-- TASK INPUTS start --

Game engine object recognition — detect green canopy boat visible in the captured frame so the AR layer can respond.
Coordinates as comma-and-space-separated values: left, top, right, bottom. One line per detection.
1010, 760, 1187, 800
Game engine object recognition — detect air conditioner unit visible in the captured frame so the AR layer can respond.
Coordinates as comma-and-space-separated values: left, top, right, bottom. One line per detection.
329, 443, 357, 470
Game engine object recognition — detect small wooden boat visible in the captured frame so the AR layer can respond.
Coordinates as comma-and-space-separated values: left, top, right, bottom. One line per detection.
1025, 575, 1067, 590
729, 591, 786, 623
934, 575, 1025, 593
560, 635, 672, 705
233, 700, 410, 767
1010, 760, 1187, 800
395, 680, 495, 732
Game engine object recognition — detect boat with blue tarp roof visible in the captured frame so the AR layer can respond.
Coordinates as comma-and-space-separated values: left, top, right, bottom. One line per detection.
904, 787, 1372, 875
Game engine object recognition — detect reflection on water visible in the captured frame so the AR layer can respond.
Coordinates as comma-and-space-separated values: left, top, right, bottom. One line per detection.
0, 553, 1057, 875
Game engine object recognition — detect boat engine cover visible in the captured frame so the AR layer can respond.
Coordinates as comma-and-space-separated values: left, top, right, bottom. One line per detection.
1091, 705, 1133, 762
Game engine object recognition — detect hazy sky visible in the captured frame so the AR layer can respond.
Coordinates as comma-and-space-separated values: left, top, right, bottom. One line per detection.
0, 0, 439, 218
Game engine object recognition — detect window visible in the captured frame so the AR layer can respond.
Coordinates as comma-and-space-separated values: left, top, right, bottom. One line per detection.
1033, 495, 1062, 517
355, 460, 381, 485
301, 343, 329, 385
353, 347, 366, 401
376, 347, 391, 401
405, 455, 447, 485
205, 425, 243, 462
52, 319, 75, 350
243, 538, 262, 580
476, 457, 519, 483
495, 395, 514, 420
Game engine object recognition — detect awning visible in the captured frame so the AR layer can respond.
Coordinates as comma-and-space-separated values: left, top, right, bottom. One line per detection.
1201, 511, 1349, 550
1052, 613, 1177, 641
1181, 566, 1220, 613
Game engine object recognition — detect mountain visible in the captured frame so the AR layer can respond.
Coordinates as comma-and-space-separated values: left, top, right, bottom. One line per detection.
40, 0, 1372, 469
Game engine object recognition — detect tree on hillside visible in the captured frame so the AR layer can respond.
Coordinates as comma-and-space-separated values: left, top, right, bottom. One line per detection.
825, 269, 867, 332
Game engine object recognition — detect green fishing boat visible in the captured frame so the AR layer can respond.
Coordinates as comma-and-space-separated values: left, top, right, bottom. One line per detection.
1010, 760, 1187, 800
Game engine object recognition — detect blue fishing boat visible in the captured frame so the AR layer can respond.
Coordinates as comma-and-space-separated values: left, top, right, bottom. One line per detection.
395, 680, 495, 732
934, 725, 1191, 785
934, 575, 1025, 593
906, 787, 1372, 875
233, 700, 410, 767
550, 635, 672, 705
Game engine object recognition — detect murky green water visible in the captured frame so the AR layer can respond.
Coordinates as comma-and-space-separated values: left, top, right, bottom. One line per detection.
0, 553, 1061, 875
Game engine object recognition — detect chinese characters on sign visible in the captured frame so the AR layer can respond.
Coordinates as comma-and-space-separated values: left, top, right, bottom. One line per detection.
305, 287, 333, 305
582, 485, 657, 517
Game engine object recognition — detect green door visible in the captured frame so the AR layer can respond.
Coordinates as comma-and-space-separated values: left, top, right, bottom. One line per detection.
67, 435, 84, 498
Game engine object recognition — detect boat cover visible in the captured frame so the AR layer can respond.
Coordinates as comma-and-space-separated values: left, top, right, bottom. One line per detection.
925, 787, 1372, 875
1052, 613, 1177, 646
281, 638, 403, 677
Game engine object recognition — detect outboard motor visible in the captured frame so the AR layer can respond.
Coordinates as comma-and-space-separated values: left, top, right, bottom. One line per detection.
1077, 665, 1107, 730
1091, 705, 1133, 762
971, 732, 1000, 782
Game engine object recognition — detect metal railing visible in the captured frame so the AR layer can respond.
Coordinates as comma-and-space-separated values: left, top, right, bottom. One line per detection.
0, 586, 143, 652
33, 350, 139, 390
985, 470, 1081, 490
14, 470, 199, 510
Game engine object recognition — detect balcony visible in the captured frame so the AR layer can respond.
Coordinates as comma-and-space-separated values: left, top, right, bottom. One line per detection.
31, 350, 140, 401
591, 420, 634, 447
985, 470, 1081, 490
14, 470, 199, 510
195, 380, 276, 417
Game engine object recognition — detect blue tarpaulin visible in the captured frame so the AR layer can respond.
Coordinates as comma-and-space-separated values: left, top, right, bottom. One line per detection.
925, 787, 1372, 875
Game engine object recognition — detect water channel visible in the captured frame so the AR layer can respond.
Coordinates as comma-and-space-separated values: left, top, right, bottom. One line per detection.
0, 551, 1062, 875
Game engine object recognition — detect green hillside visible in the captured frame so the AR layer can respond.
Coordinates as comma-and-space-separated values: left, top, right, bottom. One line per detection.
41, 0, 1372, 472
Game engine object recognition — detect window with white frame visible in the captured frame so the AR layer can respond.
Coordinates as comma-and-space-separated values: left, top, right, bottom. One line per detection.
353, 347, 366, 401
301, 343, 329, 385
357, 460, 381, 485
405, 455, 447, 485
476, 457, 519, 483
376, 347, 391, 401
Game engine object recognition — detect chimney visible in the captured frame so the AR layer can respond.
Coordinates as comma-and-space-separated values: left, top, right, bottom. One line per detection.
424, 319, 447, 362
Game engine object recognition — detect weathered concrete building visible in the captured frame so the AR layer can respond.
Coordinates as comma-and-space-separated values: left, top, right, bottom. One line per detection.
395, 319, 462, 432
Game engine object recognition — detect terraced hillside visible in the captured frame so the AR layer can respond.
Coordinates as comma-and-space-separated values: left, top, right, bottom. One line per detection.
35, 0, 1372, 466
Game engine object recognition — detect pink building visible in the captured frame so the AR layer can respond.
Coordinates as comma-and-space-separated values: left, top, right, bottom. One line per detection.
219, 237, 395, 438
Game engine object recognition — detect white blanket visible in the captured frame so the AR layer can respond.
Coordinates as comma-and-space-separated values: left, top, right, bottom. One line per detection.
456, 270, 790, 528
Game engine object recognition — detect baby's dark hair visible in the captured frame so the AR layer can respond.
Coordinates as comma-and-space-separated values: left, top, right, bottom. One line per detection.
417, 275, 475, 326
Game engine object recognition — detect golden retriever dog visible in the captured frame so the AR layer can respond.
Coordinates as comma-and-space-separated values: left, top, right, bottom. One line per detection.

-- TASK INPUTS end --

• [TASK PROMPT] Repeat the listing above word for word, keeping every line in its original order.

• [OUTPUT FOR THIS EXERCISE]
Game engine object recognition — detect green canopy boat visible in the captured frame so the AR layer can respond.
Coordinates as comma-and-space-separated values: left, top, right, bottom. One line per detection.
1010, 760, 1187, 800
Game engine object recognition — detect air conditioner unit visible in the captured frame so the AR layer can respond.
Coordinates as comma-and-space-separated values: left, top, right, bottom. One line per detection.
329, 443, 357, 470
Game engine object recognition — detect small wooden boat visible in the captured frame so the AR layer can respond.
Coordinates as comma-and-space-separated values: left, top, right, bottom. One line per detection.
1025, 575, 1067, 590
729, 591, 786, 623
934, 575, 1025, 593
560, 635, 672, 705
233, 700, 410, 767
1010, 760, 1187, 800
395, 680, 495, 732
Game engine object recognition — detect boat with blue tarp roof visible in the captured frame so the AR layer can respond.
Coordinates as comma-and-space-separated values: left, top, right, bottom. One line per detection.
904, 787, 1372, 875
Game engine object recognition — detect reflection on water visible in the captured frame so the AR layer can respond.
Coordinates as comma-and-space-separated values: left, top, right, bottom. One line per detection.
0, 553, 1057, 875
Game engine object recognition — detect boat engine cover visible in the captured frame so the AR layer can respond.
Coordinates as comma-and-space-separated values: left, top, right, bottom. One line per detection.
1091, 705, 1133, 762
Game engine object recognition — detect hazy sky visible in the captured frame so the AR layer can respond.
Coordinates as comma-and-space-separated values: left, top, right, bottom. One line per detection.
0, 0, 439, 218
Game engine object recognition — detect window visible in the captured frame so the AR layer can respond.
Coordinates as comma-and-space-separated values: left, top, right, bottom. One line per detection.
1033, 495, 1062, 517
355, 460, 381, 485
301, 343, 329, 385
353, 347, 366, 401
376, 347, 391, 401
405, 455, 447, 485
205, 425, 243, 462
52, 319, 75, 350
243, 538, 262, 580
476, 457, 519, 483
495, 395, 514, 420
Game engine object recognition — detect awning visible in the captured frame so the AR layer can respond.
Coordinates as comma-and-space-separated values: left, top, right, bottom. One line per detection.
1201, 511, 1349, 550
1052, 613, 1177, 641
1181, 566, 1220, 613
Game engine object recognition — detect mountain visible in the captured frame so the AR layer can respond.
Coordinates as comma-and-space-separated values: left, top, right, bottom. One line per detection.
40, 0, 1372, 469
Game engine object recognition — detect tree on hillside visible in the captured frame so the AR layer can respond.
Coordinates as comma-and-space-separated values: left, top, right, bottom. One line per detection.
825, 269, 867, 332
Game engine object recognition — detect green fishing boat visible in the captured frame so the AR layer can respond.
Coordinates as comma-and-space-separated values: left, top, right, bottom. One line per detection.
1010, 760, 1187, 800
Game engine object recognition — detect blue fishing boat visible in the captured frame so the AR layer can respond.
Coordinates as comma-and-space-separated values: left, top, right, bottom. One line per detection.
395, 680, 495, 732
934, 725, 1191, 785
934, 575, 1025, 593
906, 787, 1372, 875
233, 700, 410, 767
550, 635, 672, 705
Game engine object recognition — detect murky green water visible in the captured frame so the AR layer can respond.
Coordinates as comma-and-space-separated values: left, top, right, bottom. One line per detection.
0, 553, 1061, 875
Game engine object recognition — detect chinese characters on sign visible in the captured frame so the AR layer can respond.
Coordinates as comma-and-space-separated values: left, top, right, bottom. One line per detection.
305, 287, 333, 305
582, 485, 657, 517
Game engine object recognition — detect green door visible in the captured frame so the AR layer can respond.
Coordinates as comma-and-space-separated values: left, top, right, bottom. One line per detection.
67, 435, 84, 498
Game engine object recognition — detect boat cover visible in the captured frame so the AR layer can respond.
Coordinates as comma-and-space-separated values: left, top, right, bottom. One line per detection.
925, 787, 1372, 875
1052, 613, 1177, 646
281, 638, 403, 677
Game engine object recognition — detect outboard motor visible in the captured frame so the AR layer can respond.
Coordinates as comma-and-space-separated values: left, top, right, bottom. One line per detection.
1077, 665, 1107, 730
1091, 705, 1133, 762
971, 732, 1000, 782
Game engine object recognition — detect metal railing visible in the captured frame so the AR layer can respond.
Coordinates as comma-and-space-separated values: left, top, right, bottom. One line per detection.
0, 586, 143, 652
33, 350, 139, 390
985, 470, 1081, 490
14, 470, 199, 510
Game engine object recognition — detect balcony visible in the captured frame so the AR layer can respond.
Coordinates as comma-and-space-separated values: left, top, right, bottom. One line per detection.
31, 350, 140, 401
591, 420, 634, 447
985, 470, 1081, 490
14, 470, 199, 510
195, 380, 276, 417
Game engine object recognition — detect blue tarpaulin visible in the captured frame so the AR layer can respond.
Coordinates as comma-and-space-separated values: left, top, right, bottom. One line per detection.
925, 787, 1372, 875
Game engine object recognition — detect water channel visible in the captured frame so the AR layer can respond.
Coordinates as comma-and-space-separated values: left, top, right, bottom. One line per detection.
0, 551, 1062, 875
Game engine object recognition — detect green hillside visible in the captured frame so the AR layer can respond.
Coordinates as comma-and-space-separated values: left, top, right, bottom. One line per detection.
41, 0, 1372, 472
Game engine object recognition — detect window with white frame visible in the captured frame so the AR layer can respond.
Coordinates as comma-and-space-separated values: left, top, right, bottom. One line per detection.
353, 347, 366, 401
301, 343, 329, 385
357, 460, 381, 485
405, 455, 447, 485
476, 457, 519, 483
376, 347, 391, 401
Game engine object recognition — detect chimney visible in the captured frame so the AR layer can respond.
Coordinates as comma-and-space-separated values: left, top, right, bottom. One line per detection.
424, 319, 447, 362
Game engine object recognition — detect weathered concrete building visible in the captured frame so the AR layer can respond.
Coordinates as comma-and-space-separated values: left, top, right, bottom. One line per detection.
395, 319, 462, 432
Game engine object recognition — detect terraced hillside visible in the captured frame so the AR layer can respond.
Coordinates as comma-and-space-separated values: left, top, right, bottom. One line per detection.
35, 0, 1372, 466
Game engine object recognition — detect pink building visible in the captured frame so the AR layer can respond.
Coordinates as comma-and-space-separated values: left, top, right, bottom. One line per detection.
219, 237, 395, 438
Game engine object recognition — detect white blanket visible in the captured frame so the AR layer can respond.
Coordinates as comma-and-space-separated values: left, top, right, bottom. One line per detection.
456, 270, 790, 528
Game engine object recognition — detect baby's dark hair visible in the captured frame so the AR layer can respond.
Coordinates as comma-and-space-separated values: left, top, right, bottom. One line per detection.
417, 275, 475, 326
Game engine object recognition — detect golden retriever dog visible in the captured frame so the AR layer can respond.
Coordinates as comma-and-space-separated values: left, top, right, bottom. One line per detection.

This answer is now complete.